- WHAT THE EXERCISE ASKS:
Identify all lines in the listing that include the word "instance", and copy them out.

- EXTRACTED RECORDS:
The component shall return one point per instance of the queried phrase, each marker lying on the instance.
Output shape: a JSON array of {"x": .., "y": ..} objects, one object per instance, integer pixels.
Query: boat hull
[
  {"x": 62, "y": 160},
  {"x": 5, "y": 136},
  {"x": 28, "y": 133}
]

- WORKED SOLUTION:
The component shall return one point per instance of the queried phrase, each marker lying on the instance.
Output shape: a JSON array of {"x": .., "y": ..} objects, one object per instance, integer pixels.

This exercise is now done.